**Required tasks**
(1) Quote the ship shader overview word for word, starting with "Posted by on" and going on through "Empire ship shader.".
(2) Write what comes next in the ship shader overview, picking up after its last sentence.

**Document text**
■ ■ ■ ■ ■
A graphical mod for Sins of a Solar Empire: Rebellion that brings new PBR shaders and updates the look of the game.

Report RSS For Modders: Overview of Ship Shader (v0.91+)

An explanation of the new texture format required for the Sins: Remastered ship shader and explanation of some PBR mechanics.

Posted by on - Intermediate Textures

The Sins: Remastered shaders use a standard PBR metalness & roughness workflow. Textures for normal and ambient occlusion maps are also supported. They also retain the teamcolor, emissive and bloom maps from the original Sins of a Solar Empire ship shader.

Metalness & Roughness workflow


Texture Mechanics

Those who have worked with the original Sins shaders will already be familiar with the basic concepts of textures but may not be with some of the new ones supported in the Sins: Remastered shader. What follows is a brief explanation of how they work.

Basecolor

The basecolor texture is also commonly referred to as the albedo texture. It represents the color of the surface of an asset at the corresponding point in the UV map. It differs from a traditional diffuse map in that it should not include elements of normal or ambient occlusion influence. In other words, where an old diffuse map was something of a picture of an object, the basecolor is more just the flat coloring under all the details of that diffuse map.

If you are converting an existing non-PBR asset to the new PBR format, the existing diffuse map can work but ideally any baked in shadows from ambient occlusion should be lessened or removed.

For the Sins: Remastered ship shader, an adjustment of +25% saturation and +25% lightness should be applied to the final texture for game use. This offset is required on the input due to internal processing in the shader. If you are using an authoring app (such as Substance Painter, Bitmap2Material, Substance Player, Quixel Suite, etc), this should be done after you are finished processing and exporting the basecolor texture.

Metalness

The metalness texture defines the nature of the surface material as being either metallic (conductive) or di-electric (non-conductive). It is represented as a grayscale where 0 (black) is completely di-electric and 1 (white) is maximum metallic. The behavior of a metallic surface is that it tends to take on the hues of the ambient light affecting it (IE, the skybox in Sins) but retains its defined colors under direct light (IE, the star in Sins). By contrast, a non-metallic surface will retain more of its natural color under ambient light but may appear more dull and flat.

Traditionally, metalness is often represented in a somewhat binary manner, with values at one extreme or the other. While most pure metals do fall near the 1.0 range, alloys can range from 0.7 – 1.0. The full range is available for use and it can be helpful when working on a macro level (IE, 1 pixel equals several feet or meters on a ship) to use an intermediate value to represent an aggregate for a surface with mixed properties (partially dirty or dusty, for example).
■ ■ ■ ■ ■
**Given data**
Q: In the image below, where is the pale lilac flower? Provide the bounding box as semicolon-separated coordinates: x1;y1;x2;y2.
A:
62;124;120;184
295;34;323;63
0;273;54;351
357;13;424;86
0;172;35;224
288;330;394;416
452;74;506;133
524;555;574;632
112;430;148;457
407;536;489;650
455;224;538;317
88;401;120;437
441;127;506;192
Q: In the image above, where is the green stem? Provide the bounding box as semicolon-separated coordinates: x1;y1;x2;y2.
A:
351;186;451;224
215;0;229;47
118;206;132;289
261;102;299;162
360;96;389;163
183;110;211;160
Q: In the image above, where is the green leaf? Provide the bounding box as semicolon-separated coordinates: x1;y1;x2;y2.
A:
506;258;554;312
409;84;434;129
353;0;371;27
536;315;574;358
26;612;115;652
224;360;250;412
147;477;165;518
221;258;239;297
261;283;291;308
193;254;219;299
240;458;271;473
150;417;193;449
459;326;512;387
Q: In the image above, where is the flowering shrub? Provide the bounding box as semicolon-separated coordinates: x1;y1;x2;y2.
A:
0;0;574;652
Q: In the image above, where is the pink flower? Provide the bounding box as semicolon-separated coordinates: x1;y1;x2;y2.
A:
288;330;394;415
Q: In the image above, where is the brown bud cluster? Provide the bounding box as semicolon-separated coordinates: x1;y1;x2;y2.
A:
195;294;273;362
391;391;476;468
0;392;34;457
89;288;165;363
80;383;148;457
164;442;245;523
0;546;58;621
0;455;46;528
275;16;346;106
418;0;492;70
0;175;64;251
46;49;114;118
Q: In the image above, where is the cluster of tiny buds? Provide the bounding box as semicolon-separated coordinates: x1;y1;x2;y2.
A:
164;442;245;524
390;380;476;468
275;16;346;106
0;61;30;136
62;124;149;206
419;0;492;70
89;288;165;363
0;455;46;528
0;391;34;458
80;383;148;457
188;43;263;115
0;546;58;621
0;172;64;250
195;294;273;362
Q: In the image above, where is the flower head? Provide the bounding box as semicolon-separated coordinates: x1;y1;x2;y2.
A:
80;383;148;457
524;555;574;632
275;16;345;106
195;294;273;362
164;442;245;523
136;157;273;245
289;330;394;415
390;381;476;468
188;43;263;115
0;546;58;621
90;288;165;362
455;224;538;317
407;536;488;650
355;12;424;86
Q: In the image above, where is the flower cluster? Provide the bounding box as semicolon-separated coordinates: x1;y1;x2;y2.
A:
■ ■ ■ ■ ■
**Answers to the problems**
(1)
Posted by on - Intermediate Textures

The Sins: Remastered shaders use a standard PBR metalness & roughness workflow. Textures for normal and ambient occlusion maps are also supported. They also retain the teamcolor, emissive and bloom maps from the original Sins of a Solar Empire ship shader.

(2)
Roughness

The roughness map defines the finish on a surface and how it interacts with light. It determines if the material is smooth and mirror-like or very coarse. It is represented as a grayscale where 0 (black) is perfectly smooth and 1 (white) is maximum roughness. A low roughness surface will have sharper, more focused reflections whereas a high roughness surface will scatter light and have a wider, hazier reflection.

Roughness can have a dramatic effect on the look of an object in dark environments like space in Sins when using a darker skybox. A mirror-like orb object in a dark room with a single point light will appear mostly black with just one sharp bright point of the reflected light. A rough orb would have that reflection spread out over most of the surface visible to the light though and appear much lighter. Neither is incorrect when setting up your ship textures but keep in mind that objects using both low roughness and high metalness may be harder to see in low light conditions.

See the source image

Metalness & Roughness cumulative interaction


The above image illustrates the effects of metalness & roughness interacting over a range of values and the end results within the given ambient environment. Note that color remains consistent but reflections come into focus as roughness decreases in the vertical columns while the hue changes and becomes increasingly influence by the ambient environment as metalness increases in the horizontal rows.

Ambient Occlusion

The ambient occlusion texture (AO for short) is akin to a shadow map of your object. It defines areas of the texture where light is partially or entirely blocked due to the shape of the object. It is represented as a grayscale where 0 (black) is completely dark and 1 (white) is fully unobscured and lit. It can be useful for helping to draw out visual depth on an object. An object level AO map is usually generated by raytracing in some sort of 3D app but micro AO (texture level) can also be generated from a normal map.

See the source image

An example of ambient occlusion on a simple crate


In the above image you can see how the object is shaded along the edges of the inset areas, where light is partially blocked by outer surface. If you do not have an ambient occlusion map for your ship, you should fill the texture channel with white.

Subsurface Scattering (v0.91b+)

Subsurface scattering, also known as subsurface light transport, is a mechanism of light transport in which light penetrates the surface of a translucent object, is scattered by interacting with the material, and exits the surface at a different point. It is useful in textures for marble, skin and other organic materials. It is represented as a grayscale where 0 (black) is none and 1 (white) is maximum.

See the source image

Subsurface scattering applied to a hand


In the example image above, the effect of subsurface scattering is notable in a couple ways. First is the obvious effect of light "glowing" through the hand when it is between the light source and the viewer. The second is more subtle but the look of skin when under direct light on the left is altered and more realistic as well.


Tip: If you are using Substance Painter, a good way to generate a subsurface scatter map

is export your thickness map, apply an inverted metalness map as a mask or multiply

and then adjust as needed.



Subsurface Scattering is available in v0.91b and later.

Bloom, Emissive & Team Color

The effects textures from the original Sins shader remain intact and unchanged, although their channel assignments may have change. The emissive texture remains a grayscale texture and still draws it’s from the corresponding basecolor texture.

Texture Configuration

Textures for the Sins: Remastered ship shader should be assembled as follows:

Color Texture (-cl, DXT5 format)

  • RBG – Basecolor (with +25% saturation & lightness applied. See above).
  • A – Teamcolor.

Normal Texture (-nm, DXT5 format)

  • R – Subsurface Scattering (v0.91b and later).
  • G – Normal Y information (the default G channel in a standard normal map).
  • B – Ambient occlusion (fill with white if none).
  • A – Normal X information (the default R channel in a standard normal map).

Data Texture (-da, DXT5 format)

  • R – Metalness.
  • G – Emissive.
  • B – Bloom.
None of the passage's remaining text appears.